## EXERCISE INSTRUCTIONS
**1)** Decide whether each statement agrees with the Babashka discussion, answering yes or no and quoting the deciding words: (a) Babashka's original creator presented it at a meetup. (b) Compiling Kotlin is fast. (c) The Clojure compiler uses invokedynamic.
**2)** Where does the Babashka discussion say most of Clojure's startup time goes?

## READING TEXT
──────

Sorry if this is a stupid question, but I see comments like this with previous posts on a big number of hackernews posts. Are these auto-generated and what is the point of them?
This is a particularly joyful piece of open source software.
And I love this page describing it. I hadn't seen it before today.
After seeing Michiel Brokent -- the project's original creator/author -- present on it at a meetup, I wrote a tidy overview of babashka (bb) which you can find here:
https://amontalenti.com/2020/07/11/babashka
Babashka has unlocked so much power for me. Clojure and the JVM simply aren't set up for rapid start up, Babashka is instant. Bash scripting is alien, ugly, and hazard prone for me - Babashka makes it totally familiar, since it's virtually identical to Clojure. That is the definition of "have my cake and eat it too".
The end result is that anything the least bit non-trivial becomes a Babashka script, and I've created tools containing dozens (or potentially, hundreds) of sub-commands.
If someone took the time to implement Clojure as a Truffle language [1] it could also be JITted essentially for free (Truffle automatically generates a JIT from an interpreter implementation; further information can make the JITted code more efficient).
I suspect you could also get a long way even without Truffle. Last time I looked at Clojure startup it was doing a lot of really inefficient stuff that would be optimizable with modern JVM features. For example most of Clojure's startup time goes into giant <clinit> class initializers that init endless sets of constants for the entire standard library, regardless of what's actually used. Newer bytecode features like constant dynamic, invokedynamic etc would be ideal for this stuff but the Clojure compiler doesn't use them.
You can combine technologies. Compile the Clojure compiler to a native image as a library to make text->bytecode fast, then invoke it from the babashka wrapper if there's no JAR for the script inside a disk cache, otherwise run the JAR if found. If the Clojure bytecode were lazier and you combined it with AppCDS the startup time would be fine.
I've got a similar sort of concept but using Kotlin. The scripting syntax is convenient for the use case of replacing bash and the generated bytecode is simple and efficient. Unfortunately compiling Kotlin is really slow, so whilst finished scripts start up nice and fast the edit/compile/run cycle is poor.
Clojure's startup time on OpenJDK could certainly be improved considerably with Leyden with or without a Truffle implementation, and it is also true that Truffle is somewhat orthogonal — you could have Truffle Clojure running on OpenJDK or on Native Image.

──────

## DATA SUPPLIED
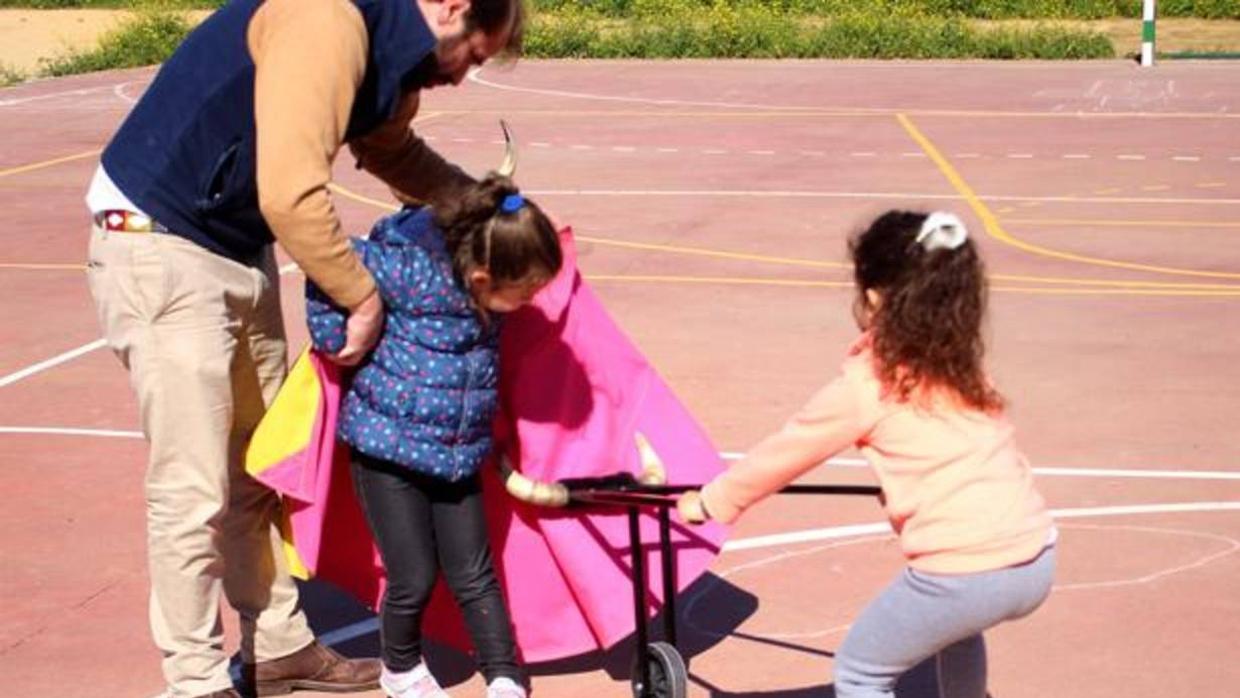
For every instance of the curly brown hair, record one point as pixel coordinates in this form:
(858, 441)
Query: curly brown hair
(492, 16)
(928, 324)
(515, 247)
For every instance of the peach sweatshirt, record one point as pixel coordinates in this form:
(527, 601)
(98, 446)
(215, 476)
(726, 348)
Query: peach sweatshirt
(956, 490)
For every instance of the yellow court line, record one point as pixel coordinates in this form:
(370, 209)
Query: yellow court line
(1117, 223)
(816, 264)
(759, 282)
(996, 231)
(48, 163)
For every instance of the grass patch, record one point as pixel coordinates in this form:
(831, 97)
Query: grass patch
(112, 4)
(976, 9)
(146, 39)
(763, 31)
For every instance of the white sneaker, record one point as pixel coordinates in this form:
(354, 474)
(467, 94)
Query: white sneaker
(505, 687)
(413, 683)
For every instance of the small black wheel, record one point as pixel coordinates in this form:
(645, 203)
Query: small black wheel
(668, 677)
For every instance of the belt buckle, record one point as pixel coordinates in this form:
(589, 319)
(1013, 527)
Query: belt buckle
(119, 221)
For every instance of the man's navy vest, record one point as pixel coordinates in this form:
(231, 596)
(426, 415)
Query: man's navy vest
(185, 155)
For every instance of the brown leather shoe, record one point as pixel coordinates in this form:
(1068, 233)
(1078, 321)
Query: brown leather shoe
(314, 667)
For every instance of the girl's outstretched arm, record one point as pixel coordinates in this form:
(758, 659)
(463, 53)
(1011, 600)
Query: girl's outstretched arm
(835, 418)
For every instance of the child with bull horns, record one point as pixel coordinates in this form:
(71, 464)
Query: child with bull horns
(418, 413)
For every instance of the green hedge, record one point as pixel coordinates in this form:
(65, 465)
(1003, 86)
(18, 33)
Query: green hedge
(758, 32)
(144, 40)
(977, 9)
(114, 4)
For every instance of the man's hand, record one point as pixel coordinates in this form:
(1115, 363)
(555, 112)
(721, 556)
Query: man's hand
(362, 331)
(691, 508)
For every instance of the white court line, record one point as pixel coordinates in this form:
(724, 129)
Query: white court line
(475, 76)
(51, 362)
(833, 532)
(76, 352)
(71, 432)
(758, 542)
(1062, 471)
(785, 194)
(55, 94)
(734, 455)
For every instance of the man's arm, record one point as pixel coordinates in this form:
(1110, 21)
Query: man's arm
(309, 56)
(416, 172)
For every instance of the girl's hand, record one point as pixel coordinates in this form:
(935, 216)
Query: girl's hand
(691, 508)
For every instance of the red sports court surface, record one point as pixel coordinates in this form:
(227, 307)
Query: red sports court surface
(712, 201)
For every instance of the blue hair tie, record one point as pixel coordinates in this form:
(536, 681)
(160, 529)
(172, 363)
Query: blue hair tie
(512, 203)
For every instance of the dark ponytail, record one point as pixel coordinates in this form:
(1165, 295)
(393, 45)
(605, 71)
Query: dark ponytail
(516, 246)
(928, 329)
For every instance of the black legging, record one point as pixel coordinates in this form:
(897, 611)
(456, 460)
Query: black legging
(423, 523)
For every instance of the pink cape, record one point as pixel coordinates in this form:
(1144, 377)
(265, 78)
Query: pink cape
(574, 393)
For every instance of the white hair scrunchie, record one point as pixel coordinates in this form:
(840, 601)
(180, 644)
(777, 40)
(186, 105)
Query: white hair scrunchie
(941, 231)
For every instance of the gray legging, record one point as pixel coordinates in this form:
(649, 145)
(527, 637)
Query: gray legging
(923, 615)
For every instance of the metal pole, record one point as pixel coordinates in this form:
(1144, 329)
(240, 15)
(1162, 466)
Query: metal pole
(668, 564)
(639, 599)
(1147, 34)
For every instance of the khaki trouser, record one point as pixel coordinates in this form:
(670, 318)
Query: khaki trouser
(203, 342)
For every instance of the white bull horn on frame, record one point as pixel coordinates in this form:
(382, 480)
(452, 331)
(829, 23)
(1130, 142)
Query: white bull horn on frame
(652, 471)
(509, 166)
(531, 491)
(556, 495)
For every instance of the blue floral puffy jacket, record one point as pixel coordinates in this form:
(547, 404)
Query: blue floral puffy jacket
(425, 397)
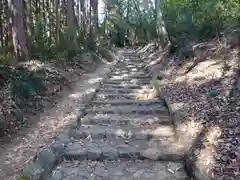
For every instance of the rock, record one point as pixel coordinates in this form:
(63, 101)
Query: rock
(2, 124)
(94, 153)
(141, 136)
(56, 175)
(64, 139)
(126, 151)
(47, 159)
(109, 153)
(77, 134)
(33, 171)
(151, 153)
(58, 147)
(76, 151)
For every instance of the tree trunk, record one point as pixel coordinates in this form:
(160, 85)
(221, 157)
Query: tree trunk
(93, 24)
(18, 32)
(57, 28)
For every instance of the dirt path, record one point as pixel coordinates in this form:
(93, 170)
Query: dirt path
(15, 155)
(123, 135)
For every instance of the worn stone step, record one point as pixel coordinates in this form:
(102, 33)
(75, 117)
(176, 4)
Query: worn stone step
(124, 131)
(132, 119)
(129, 81)
(116, 170)
(130, 69)
(126, 106)
(100, 147)
(130, 63)
(128, 110)
(129, 86)
(129, 73)
(122, 90)
(130, 78)
(129, 102)
(129, 96)
(127, 65)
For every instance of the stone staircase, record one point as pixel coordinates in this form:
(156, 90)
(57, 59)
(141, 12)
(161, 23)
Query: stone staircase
(122, 137)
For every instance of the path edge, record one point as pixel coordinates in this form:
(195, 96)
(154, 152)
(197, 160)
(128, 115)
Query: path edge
(46, 160)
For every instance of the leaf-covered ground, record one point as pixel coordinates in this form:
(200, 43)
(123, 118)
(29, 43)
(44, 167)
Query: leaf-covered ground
(205, 89)
(28, 88)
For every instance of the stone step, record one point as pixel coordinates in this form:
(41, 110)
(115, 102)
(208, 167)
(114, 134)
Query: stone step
(126, 106)
(129, 65)
(129, 102)
(127, 73)
(129, 86)
(135, 120)
(129, 81)
(123, 131)
(112, 96)
(100, 145)
(128, 110)
(128, 170)
(130, 78)
(122, 90)
(130, 69)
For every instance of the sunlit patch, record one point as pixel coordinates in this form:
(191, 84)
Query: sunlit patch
(94, 80)
(33, 65)
(213, 134)
(163, 131)
(188, 132)
(206, 159)
(81, 94)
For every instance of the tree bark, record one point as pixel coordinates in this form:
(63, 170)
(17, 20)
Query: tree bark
(18, 32)
(160, 25)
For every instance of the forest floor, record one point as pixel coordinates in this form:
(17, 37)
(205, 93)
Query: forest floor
(204, 92)
(37, 103)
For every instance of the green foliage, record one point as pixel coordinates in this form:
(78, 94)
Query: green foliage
(200, 19)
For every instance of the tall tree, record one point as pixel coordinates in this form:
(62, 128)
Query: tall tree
(18, 31)
(93, 23)
(160, 24)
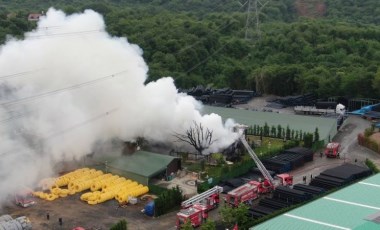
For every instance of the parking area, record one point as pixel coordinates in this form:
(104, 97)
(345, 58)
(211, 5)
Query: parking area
(75, 212)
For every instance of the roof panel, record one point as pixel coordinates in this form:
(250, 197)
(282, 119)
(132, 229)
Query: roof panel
(141, 162)
(347, 208)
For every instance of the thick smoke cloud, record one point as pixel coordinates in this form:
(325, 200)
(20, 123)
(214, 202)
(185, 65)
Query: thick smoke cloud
(69, 84)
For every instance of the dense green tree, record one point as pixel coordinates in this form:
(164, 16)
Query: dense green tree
(332, 49)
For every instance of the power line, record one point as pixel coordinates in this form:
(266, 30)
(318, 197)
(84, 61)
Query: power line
(20, 74)
(64, 131)
(49, 93)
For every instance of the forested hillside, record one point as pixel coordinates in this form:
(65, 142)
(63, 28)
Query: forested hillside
(330, 47)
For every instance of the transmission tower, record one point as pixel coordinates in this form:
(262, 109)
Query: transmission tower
(254, 9)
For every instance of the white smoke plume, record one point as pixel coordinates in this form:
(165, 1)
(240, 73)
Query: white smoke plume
(69, 84)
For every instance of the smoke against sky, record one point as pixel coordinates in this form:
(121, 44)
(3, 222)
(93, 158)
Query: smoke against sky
(69, 84)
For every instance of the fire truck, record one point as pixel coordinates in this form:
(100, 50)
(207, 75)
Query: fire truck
(251, 190)
(242, 194)
(196, 208)
(332, 149)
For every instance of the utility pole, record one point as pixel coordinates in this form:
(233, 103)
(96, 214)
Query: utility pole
(254, 9)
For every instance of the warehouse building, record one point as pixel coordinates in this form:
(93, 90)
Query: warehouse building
(354, 207)
(141, 166)
(327, 127)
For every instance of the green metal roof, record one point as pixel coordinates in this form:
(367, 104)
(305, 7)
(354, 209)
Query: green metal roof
(141, 162)
(326, 126)
(348, 208)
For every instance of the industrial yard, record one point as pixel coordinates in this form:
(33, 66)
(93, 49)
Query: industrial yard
(75, 212)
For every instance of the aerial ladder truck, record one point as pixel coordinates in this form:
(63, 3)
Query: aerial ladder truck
(196, 208)
(251, 190)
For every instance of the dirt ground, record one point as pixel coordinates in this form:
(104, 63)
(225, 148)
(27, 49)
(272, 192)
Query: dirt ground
(74, 212)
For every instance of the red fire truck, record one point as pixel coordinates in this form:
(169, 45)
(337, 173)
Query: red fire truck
(252, 189)
(197, 207)
(242, 194)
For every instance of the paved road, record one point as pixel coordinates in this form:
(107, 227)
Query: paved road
(350, 151)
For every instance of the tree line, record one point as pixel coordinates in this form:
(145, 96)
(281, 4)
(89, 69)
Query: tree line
(203, 42)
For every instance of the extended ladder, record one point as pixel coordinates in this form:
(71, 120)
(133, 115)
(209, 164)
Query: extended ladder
(198, 198)
(255, 158)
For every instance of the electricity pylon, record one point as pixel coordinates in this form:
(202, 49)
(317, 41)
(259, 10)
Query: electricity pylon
(254, 9)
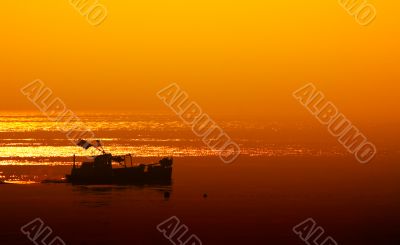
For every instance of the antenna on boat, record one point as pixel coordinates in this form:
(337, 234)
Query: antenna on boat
(86, 145)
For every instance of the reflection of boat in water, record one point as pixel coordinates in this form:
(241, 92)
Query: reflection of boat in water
(101, 171)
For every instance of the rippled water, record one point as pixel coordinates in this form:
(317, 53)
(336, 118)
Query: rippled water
(31, 139)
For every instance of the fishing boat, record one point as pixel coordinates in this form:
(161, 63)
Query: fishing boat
(101, 170)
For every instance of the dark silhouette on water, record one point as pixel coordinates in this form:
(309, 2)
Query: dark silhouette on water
(101, 171)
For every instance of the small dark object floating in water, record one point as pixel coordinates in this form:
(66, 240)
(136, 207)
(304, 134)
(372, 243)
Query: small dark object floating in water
(54, 181)
(167, 195)
(101, 171)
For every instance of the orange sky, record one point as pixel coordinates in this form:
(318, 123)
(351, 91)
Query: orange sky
(243, 57)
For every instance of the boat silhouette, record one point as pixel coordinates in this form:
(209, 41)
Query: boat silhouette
(100, 170)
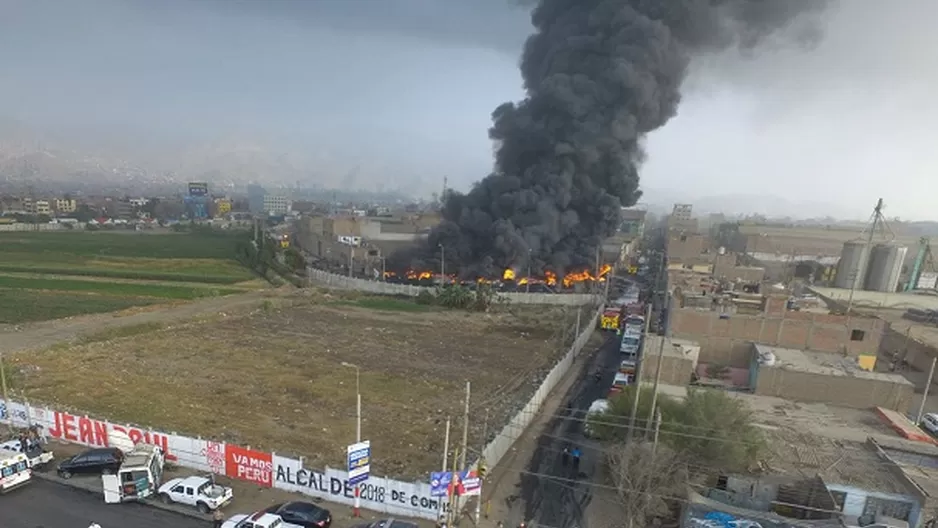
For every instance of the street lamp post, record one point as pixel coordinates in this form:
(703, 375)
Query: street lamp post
(442, 263)
(358, 428)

──────

## ANSWER SET
**1)**
(a) Yes: "After seeing Michiel Brokent -- the project's original creator/author -- present on it at a meetup"
(b) No: "Unfortunately compiling Kotlin is really slow"
(c) No: "Newer bytecode features like constant dynamic, invokedynamic etc would be ideal for this stuff but the Clojure compiler doesn't use them."

**2)** Into giant <clinit> class initializers that init endless sets of constants for the entire standard library, regardless of what's actually used.